§ SHORT PROBLEM
Reproduce the listing below from its first line through the line containing "point(164, 247)", including both of those lines, and leave the pictures out.

§ MATERIAL SHOWN
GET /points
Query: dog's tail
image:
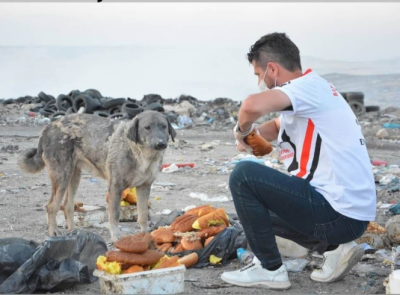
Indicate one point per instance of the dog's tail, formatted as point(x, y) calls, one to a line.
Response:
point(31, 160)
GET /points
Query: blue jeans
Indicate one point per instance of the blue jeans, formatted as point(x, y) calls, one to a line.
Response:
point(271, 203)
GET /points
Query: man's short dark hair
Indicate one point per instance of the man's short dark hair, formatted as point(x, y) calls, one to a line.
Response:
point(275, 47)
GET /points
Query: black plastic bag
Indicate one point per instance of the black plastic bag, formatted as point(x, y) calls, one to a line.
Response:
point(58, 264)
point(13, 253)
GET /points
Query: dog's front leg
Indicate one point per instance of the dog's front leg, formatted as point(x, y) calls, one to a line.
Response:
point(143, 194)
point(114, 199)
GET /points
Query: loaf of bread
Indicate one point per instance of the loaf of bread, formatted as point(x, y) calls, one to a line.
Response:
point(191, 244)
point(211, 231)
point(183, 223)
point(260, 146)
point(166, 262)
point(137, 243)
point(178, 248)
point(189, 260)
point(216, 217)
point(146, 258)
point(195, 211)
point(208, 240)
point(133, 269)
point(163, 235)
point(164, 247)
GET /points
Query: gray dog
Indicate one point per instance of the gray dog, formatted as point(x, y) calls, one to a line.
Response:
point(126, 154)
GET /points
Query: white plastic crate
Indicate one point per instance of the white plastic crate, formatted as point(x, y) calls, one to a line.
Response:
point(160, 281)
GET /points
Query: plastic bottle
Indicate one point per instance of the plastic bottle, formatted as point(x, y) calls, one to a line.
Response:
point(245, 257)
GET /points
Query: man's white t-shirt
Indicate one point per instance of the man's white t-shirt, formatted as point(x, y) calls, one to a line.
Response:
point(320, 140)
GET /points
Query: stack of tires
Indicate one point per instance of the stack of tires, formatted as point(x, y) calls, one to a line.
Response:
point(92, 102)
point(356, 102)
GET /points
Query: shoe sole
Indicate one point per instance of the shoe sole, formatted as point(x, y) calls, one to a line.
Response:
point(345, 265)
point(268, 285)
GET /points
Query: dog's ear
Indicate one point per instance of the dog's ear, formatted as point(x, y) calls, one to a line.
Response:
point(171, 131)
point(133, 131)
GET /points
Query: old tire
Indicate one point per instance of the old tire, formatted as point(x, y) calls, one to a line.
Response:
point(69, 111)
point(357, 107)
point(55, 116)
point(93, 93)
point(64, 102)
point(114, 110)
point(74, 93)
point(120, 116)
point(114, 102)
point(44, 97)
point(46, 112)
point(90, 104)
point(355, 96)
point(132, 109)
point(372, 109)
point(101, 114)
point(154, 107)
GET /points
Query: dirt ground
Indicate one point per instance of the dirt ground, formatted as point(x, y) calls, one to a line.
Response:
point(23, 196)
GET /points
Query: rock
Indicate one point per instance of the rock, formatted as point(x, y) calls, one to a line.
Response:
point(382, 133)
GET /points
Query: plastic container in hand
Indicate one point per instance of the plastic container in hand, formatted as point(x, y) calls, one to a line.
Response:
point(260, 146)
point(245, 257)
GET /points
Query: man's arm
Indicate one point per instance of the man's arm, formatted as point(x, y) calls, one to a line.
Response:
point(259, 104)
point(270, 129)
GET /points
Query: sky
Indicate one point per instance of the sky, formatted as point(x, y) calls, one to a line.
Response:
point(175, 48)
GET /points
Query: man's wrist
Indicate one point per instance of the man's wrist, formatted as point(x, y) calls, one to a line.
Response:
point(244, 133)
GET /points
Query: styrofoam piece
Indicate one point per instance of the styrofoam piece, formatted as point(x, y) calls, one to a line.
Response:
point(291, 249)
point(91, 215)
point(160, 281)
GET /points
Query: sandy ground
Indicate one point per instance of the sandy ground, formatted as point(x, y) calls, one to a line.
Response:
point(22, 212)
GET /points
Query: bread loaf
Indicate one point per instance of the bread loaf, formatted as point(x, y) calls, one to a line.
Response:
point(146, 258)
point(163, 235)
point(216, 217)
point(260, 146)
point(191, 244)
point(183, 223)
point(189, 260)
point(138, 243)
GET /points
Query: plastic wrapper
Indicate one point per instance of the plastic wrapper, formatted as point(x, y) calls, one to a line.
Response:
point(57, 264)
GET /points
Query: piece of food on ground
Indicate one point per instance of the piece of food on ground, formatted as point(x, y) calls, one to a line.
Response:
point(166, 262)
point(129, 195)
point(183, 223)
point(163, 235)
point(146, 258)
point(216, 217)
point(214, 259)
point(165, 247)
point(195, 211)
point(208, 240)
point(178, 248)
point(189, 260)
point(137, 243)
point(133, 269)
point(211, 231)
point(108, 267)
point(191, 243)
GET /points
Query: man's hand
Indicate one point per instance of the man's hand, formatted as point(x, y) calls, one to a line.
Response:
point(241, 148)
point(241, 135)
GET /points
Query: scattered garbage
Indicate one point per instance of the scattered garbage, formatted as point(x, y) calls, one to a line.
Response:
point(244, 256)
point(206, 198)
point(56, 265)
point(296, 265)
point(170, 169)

§ SOLUTION FOR THIS TASK
GET /points
Query: dog's tail
image:
Indicate one point per instance of the dog's tail, formatted as point(x, y) calls, one to a line.
Response:
point(31, 160)
GET /points
Query: blue jeans
Indicate one point per instance of the blue jeans, formatted as point(x, y) calls, one to a line.
Response:
point(271, 203)
GET /points
Query: man's short dark hair
Indicate one point per instance of the man's short dark hair, formatted as point(x, y) calls, one to a line.
Response:
point(275, 47)
GET /points
Query: black plastic bag
Indicate one point per instance of the black plastic bag, formatted as point(x, y) calls, one to a line.
Response:
point(58, 264)
point(13, 253)
GET /points
Query: dog's front leg
Indicate one point per instance of the dog's front leg, formatted as point(x, y) calls, one to a line.
Response:
point(143, 194)
point(114, 199)
GET /points
Query: loaf of bread
Indicate one point per instance of the loaf of bread, formatted as point(x, y) calls, one to a line.
Response:
point(191, 244)
point(211, 231)
point(183, 223)
point(260, 146)
point(166, 262)
point(137, 243)
point(178, 248)
point(189, 260)
point(216, 217)
point(146, 258)
point(195, 211)
point(208, 240)
point(133, 269)
point(163, 235)
point(164, 247)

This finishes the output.